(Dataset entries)
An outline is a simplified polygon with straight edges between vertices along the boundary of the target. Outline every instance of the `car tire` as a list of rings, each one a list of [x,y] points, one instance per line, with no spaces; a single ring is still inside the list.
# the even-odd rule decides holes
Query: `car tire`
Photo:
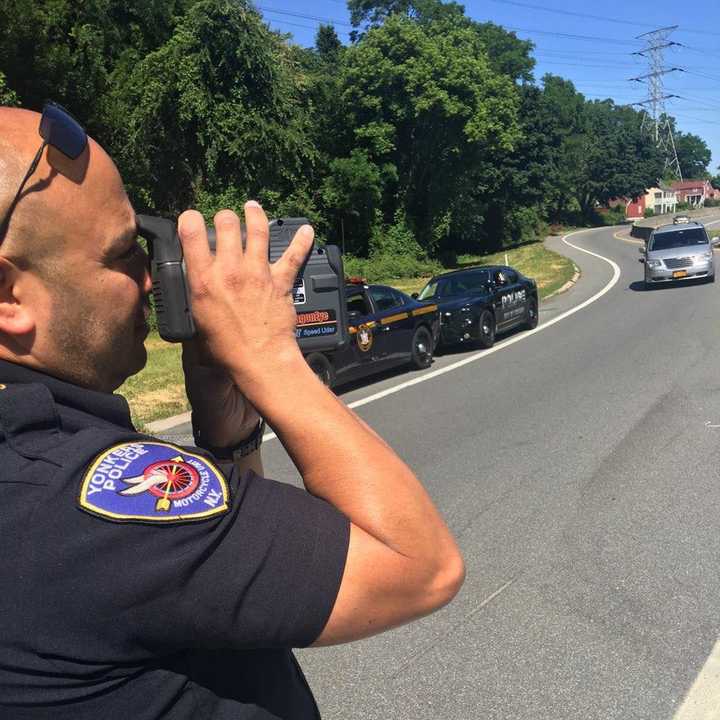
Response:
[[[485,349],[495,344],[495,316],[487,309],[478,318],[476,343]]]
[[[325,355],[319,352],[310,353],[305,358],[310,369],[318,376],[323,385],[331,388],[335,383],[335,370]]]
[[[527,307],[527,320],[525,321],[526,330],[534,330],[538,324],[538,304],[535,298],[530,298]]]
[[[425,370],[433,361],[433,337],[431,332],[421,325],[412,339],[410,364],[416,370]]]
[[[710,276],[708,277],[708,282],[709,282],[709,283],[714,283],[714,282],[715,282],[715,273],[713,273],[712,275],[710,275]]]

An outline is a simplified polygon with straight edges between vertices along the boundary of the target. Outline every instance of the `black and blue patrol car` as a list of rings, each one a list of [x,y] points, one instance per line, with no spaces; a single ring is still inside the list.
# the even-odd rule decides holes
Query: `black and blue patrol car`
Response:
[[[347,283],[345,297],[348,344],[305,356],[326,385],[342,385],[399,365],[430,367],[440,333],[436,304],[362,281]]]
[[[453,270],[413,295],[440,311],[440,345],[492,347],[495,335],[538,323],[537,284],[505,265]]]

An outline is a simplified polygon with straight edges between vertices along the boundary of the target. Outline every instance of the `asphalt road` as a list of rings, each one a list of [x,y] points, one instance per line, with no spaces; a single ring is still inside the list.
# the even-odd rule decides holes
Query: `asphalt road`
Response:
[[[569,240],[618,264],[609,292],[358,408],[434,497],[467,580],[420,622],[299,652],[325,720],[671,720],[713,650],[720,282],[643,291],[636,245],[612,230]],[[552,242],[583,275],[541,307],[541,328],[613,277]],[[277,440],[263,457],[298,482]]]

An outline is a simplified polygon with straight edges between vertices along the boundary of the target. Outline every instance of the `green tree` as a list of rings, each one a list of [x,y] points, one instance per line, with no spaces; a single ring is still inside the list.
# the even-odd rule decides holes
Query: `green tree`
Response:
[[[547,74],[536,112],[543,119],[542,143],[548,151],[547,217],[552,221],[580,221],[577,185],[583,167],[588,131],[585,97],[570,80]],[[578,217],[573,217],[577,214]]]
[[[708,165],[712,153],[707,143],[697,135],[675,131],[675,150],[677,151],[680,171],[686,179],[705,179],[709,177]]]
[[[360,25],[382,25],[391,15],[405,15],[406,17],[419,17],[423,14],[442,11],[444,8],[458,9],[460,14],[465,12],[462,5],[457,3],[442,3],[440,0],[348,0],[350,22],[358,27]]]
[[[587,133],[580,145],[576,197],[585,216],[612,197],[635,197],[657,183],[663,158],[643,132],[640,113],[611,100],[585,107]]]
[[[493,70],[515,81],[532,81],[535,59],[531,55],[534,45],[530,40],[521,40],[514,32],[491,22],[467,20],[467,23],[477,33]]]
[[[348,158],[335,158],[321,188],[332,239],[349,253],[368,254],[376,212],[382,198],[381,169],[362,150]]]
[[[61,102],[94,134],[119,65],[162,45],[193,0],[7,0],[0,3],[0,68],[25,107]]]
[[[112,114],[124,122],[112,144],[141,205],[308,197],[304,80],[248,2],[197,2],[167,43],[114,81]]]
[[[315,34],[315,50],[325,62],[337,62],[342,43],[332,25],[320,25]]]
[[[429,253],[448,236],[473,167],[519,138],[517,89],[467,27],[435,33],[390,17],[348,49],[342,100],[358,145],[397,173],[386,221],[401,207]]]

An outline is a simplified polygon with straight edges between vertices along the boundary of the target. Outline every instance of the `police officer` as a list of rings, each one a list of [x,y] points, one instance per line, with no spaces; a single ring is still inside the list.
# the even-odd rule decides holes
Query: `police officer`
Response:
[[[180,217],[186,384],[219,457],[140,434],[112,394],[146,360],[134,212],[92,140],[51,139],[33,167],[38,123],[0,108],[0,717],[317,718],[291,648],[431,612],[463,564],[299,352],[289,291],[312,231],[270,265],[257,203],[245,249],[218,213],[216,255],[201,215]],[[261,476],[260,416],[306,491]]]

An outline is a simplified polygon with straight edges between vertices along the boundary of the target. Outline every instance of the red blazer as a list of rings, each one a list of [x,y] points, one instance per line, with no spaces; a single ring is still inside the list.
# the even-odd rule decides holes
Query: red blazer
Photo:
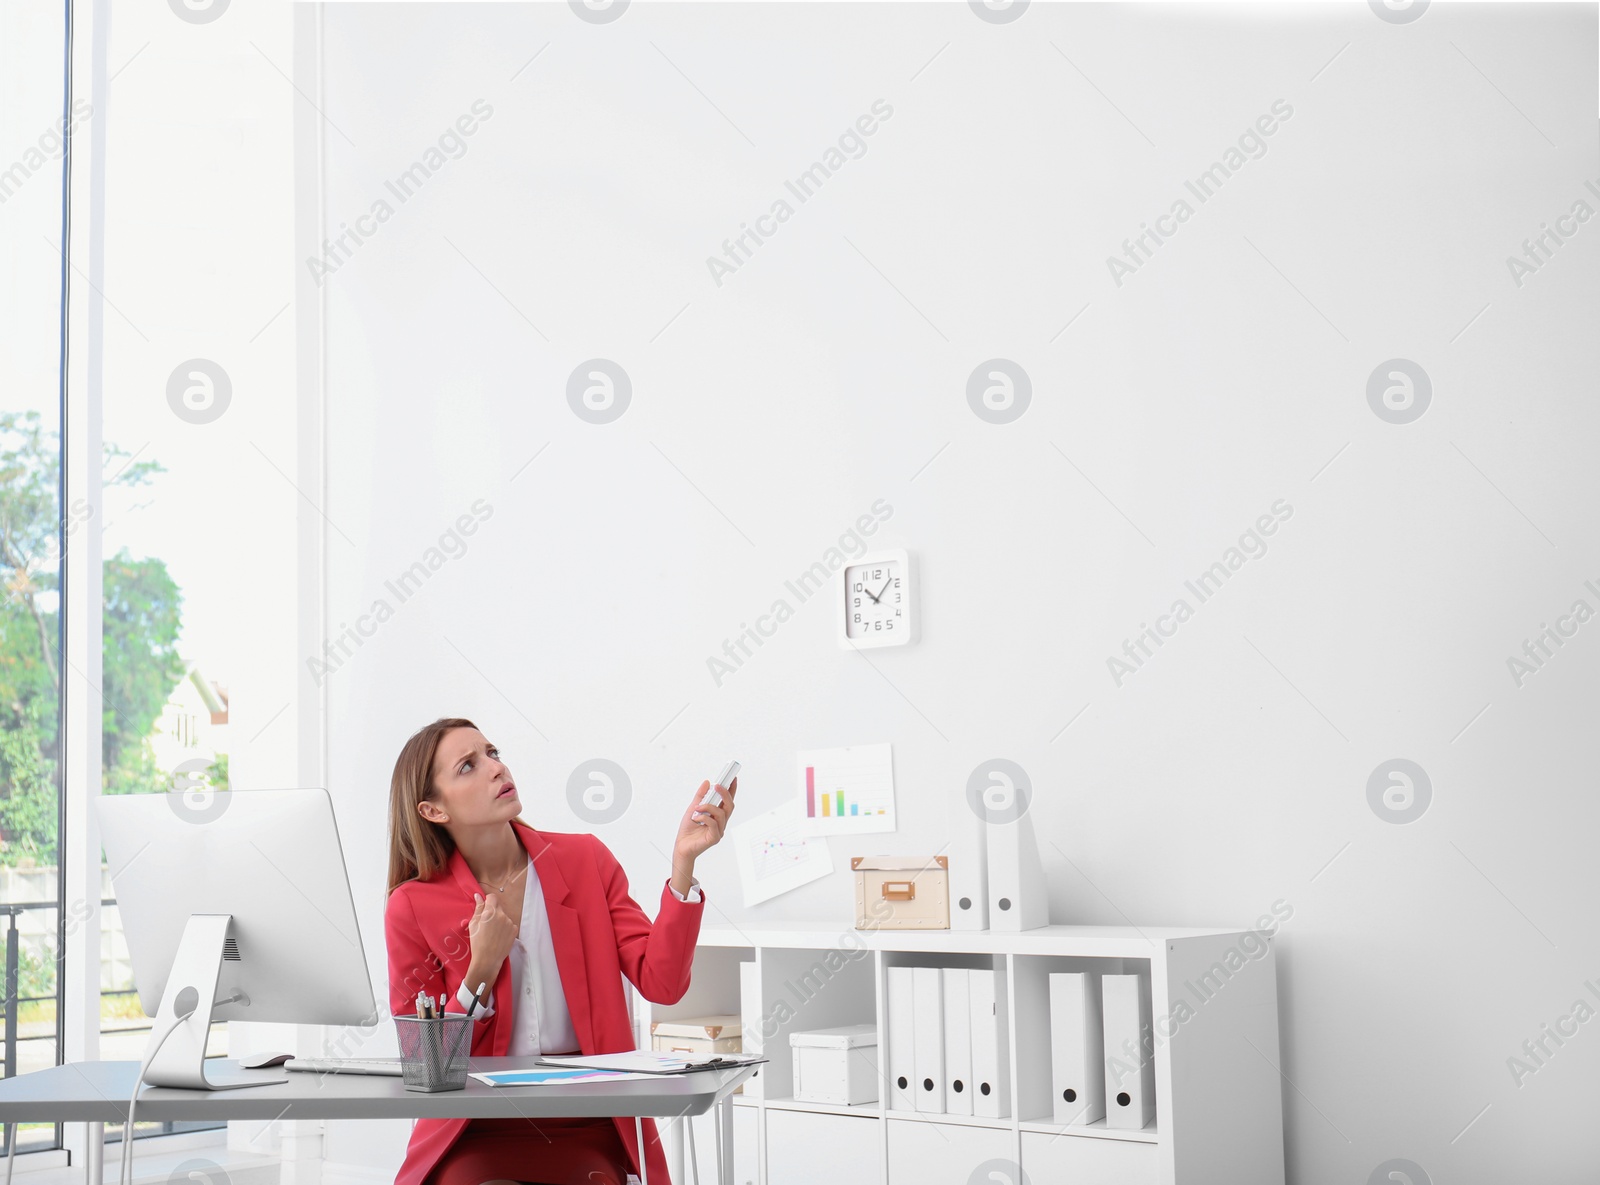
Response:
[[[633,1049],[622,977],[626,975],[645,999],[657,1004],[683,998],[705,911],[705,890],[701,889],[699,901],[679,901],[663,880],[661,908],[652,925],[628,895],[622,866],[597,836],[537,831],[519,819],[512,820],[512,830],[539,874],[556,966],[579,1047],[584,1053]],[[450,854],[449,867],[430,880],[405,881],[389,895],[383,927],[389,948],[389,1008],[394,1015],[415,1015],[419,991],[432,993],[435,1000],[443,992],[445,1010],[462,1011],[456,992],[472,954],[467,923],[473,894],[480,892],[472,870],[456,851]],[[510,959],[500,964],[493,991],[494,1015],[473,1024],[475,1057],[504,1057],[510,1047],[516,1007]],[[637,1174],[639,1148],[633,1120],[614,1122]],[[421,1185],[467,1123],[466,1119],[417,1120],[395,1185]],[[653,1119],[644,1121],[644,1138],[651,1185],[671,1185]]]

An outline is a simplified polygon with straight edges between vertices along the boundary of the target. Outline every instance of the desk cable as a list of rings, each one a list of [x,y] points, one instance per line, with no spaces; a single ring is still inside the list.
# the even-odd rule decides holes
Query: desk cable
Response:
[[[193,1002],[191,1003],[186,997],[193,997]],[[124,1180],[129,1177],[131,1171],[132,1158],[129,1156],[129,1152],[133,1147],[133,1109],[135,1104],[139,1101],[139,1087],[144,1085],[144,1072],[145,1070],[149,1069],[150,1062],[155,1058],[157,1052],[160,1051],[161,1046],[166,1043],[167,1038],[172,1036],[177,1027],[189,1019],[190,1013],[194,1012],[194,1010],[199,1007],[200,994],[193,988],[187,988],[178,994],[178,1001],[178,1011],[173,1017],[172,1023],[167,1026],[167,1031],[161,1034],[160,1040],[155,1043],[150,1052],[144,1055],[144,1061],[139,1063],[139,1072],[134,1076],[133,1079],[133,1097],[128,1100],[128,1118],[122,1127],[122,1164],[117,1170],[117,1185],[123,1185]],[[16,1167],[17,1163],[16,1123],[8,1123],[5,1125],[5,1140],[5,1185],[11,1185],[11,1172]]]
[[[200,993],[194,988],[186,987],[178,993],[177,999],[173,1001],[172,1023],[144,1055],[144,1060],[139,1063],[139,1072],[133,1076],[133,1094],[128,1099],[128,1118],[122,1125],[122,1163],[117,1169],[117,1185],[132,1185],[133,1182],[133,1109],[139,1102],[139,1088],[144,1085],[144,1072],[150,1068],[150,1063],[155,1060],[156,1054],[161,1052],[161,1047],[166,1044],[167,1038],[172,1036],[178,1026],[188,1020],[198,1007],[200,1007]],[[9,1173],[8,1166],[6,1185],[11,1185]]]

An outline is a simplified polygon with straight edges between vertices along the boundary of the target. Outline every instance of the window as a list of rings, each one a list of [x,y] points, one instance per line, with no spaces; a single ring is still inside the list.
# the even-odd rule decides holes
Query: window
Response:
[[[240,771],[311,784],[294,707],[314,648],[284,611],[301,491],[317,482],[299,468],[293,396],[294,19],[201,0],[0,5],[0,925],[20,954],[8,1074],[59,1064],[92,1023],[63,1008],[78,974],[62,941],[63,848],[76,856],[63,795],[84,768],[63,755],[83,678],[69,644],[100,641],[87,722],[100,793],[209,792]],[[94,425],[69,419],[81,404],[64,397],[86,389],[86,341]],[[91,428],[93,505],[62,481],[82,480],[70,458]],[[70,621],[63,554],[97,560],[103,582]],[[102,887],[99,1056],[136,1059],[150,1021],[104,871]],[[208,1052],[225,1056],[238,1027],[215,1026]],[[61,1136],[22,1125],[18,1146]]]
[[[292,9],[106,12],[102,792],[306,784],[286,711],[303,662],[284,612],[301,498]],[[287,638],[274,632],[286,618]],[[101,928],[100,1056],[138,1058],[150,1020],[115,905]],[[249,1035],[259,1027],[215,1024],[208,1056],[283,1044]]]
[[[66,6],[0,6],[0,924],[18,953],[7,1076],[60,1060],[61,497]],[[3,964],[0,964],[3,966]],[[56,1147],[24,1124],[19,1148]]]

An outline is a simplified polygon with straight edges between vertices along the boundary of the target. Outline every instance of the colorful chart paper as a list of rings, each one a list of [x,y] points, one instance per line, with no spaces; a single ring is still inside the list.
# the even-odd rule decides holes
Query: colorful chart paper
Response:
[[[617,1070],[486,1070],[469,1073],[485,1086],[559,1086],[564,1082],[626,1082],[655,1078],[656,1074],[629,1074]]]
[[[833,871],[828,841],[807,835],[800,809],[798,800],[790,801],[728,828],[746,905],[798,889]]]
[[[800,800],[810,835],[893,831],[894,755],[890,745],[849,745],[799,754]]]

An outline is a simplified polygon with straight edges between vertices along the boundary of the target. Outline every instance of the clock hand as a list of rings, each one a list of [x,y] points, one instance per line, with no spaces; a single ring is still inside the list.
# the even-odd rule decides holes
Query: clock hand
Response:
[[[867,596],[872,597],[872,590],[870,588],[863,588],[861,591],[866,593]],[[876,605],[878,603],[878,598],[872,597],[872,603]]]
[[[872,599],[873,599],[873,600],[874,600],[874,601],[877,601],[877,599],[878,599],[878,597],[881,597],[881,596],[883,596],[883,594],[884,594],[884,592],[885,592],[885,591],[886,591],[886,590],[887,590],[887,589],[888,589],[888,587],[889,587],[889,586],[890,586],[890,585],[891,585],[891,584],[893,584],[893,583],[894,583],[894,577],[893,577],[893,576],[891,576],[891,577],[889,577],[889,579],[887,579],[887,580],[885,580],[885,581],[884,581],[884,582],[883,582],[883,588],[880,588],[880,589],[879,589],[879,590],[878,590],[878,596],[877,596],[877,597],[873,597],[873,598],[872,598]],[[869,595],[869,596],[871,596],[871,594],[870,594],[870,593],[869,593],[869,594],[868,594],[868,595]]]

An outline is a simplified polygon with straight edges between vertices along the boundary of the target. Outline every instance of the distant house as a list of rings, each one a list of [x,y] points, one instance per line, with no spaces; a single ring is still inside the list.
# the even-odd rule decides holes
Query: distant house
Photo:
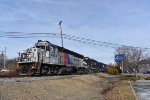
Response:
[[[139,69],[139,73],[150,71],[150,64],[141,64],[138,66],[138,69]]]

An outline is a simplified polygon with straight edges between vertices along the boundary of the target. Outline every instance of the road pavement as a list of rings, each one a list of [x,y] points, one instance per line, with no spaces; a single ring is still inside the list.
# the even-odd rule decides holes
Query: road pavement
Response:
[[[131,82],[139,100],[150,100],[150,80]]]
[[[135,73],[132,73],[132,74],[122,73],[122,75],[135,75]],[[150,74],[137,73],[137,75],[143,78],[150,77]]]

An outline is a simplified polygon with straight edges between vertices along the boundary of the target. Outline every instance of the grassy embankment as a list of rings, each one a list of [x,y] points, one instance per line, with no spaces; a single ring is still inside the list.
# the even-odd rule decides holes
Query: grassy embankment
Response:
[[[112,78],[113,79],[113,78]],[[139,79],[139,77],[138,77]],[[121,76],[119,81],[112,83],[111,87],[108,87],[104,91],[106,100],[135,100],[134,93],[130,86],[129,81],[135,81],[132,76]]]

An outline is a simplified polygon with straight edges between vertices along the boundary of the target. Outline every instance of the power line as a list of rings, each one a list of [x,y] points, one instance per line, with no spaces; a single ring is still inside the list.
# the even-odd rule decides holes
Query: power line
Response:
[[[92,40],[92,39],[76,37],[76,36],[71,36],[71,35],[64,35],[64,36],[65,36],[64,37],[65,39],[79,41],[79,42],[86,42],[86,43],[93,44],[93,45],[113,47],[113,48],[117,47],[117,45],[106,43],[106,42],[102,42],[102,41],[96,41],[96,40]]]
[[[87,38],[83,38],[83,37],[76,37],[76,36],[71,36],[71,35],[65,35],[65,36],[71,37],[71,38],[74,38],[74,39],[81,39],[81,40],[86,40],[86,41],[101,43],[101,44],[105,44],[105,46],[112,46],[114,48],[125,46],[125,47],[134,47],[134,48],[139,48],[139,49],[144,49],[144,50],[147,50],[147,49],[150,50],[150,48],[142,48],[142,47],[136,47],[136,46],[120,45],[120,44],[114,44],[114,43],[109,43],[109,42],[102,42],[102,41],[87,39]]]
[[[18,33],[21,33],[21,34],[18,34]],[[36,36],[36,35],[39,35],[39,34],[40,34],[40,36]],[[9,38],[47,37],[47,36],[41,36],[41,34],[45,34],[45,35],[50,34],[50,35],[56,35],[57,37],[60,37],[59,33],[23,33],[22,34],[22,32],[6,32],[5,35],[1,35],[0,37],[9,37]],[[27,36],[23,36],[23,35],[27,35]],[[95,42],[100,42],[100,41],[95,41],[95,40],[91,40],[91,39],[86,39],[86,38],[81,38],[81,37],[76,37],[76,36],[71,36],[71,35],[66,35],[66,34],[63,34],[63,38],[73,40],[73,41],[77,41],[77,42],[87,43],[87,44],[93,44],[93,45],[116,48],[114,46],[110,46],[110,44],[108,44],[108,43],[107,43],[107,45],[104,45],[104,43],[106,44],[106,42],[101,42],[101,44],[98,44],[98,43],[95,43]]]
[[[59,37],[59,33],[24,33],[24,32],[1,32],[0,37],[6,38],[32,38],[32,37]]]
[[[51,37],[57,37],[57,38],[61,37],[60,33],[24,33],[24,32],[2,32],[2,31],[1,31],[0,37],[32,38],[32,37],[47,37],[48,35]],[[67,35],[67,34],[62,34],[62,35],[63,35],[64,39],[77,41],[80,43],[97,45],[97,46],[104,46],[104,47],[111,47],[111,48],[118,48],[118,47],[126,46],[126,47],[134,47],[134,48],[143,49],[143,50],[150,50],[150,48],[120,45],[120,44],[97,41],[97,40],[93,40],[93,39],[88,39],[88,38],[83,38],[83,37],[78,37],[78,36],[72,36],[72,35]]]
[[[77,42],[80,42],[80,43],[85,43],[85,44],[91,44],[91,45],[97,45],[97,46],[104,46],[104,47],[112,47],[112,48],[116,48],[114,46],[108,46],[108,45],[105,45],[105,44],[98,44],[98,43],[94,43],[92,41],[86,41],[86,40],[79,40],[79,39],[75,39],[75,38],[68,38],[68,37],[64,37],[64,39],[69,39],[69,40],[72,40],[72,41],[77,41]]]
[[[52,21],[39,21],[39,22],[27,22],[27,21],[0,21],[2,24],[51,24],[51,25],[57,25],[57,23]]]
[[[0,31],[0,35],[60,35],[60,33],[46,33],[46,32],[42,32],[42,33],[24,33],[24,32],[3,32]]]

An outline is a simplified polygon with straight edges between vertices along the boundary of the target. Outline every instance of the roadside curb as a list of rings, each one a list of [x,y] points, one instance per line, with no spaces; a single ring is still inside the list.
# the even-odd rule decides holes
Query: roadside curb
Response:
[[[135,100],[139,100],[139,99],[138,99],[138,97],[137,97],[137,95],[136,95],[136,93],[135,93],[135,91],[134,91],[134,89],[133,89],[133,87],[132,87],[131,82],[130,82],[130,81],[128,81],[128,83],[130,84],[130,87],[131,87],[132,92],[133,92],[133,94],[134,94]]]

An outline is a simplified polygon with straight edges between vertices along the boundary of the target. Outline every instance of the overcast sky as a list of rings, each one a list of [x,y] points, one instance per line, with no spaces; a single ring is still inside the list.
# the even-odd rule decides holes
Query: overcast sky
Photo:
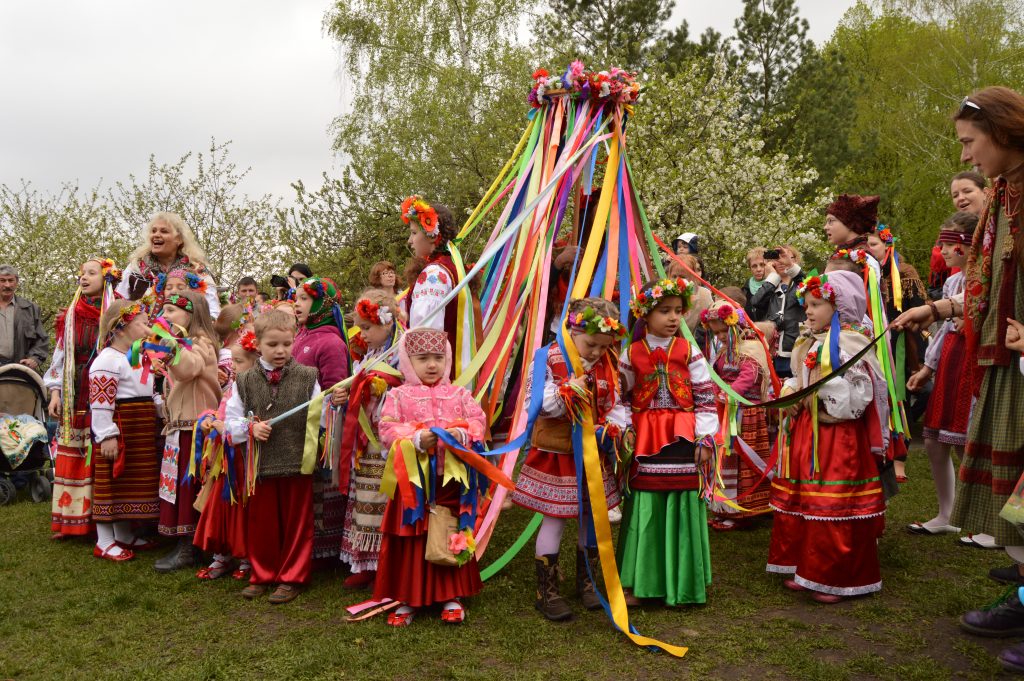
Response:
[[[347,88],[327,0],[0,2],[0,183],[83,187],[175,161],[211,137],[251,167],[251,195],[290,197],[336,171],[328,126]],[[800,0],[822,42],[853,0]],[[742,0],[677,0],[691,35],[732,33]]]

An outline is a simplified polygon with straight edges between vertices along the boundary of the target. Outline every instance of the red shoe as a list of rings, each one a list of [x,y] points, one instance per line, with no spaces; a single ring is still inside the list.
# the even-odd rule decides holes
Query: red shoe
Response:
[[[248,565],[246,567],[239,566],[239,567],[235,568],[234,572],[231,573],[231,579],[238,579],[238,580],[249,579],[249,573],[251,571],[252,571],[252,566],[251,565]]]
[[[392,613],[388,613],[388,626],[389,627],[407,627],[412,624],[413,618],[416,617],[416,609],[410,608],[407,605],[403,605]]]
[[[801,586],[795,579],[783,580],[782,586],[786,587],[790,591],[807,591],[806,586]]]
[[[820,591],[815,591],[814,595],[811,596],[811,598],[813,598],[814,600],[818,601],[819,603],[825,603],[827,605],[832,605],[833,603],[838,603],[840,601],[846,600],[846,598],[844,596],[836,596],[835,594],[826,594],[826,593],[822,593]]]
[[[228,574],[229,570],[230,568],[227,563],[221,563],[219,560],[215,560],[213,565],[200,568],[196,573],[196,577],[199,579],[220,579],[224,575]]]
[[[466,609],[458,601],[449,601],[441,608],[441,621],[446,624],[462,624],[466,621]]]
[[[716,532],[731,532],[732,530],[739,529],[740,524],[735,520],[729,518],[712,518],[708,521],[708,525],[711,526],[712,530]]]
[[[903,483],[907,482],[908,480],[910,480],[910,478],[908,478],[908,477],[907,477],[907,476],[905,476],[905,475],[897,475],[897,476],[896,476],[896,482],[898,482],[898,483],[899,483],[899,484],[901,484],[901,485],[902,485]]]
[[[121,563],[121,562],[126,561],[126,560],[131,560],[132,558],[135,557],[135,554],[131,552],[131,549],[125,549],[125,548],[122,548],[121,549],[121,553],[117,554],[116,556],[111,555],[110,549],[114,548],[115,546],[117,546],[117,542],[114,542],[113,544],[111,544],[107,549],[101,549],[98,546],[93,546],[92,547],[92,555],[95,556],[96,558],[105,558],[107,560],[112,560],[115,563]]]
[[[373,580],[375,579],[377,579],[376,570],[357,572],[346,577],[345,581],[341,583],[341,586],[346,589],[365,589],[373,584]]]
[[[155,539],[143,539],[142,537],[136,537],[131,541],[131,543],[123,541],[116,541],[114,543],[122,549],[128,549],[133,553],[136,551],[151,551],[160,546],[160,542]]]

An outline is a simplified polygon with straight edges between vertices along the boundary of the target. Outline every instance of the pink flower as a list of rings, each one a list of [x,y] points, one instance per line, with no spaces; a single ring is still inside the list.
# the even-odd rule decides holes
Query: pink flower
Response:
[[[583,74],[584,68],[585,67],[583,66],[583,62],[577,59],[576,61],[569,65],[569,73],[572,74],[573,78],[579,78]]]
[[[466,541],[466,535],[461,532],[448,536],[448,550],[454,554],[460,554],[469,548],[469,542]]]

> Task to carry out
Which lines in the data above hold the string "cable"? Show each one.

> Your response
An outline is a simplified polygon with straight edges between vertices along the boundary of the target. Outline every instance of the desk cable as a list of rings, each one a list of [x,y] points, one instance per line, with no spaces; a single ring is still inside the list.
Query: desk cable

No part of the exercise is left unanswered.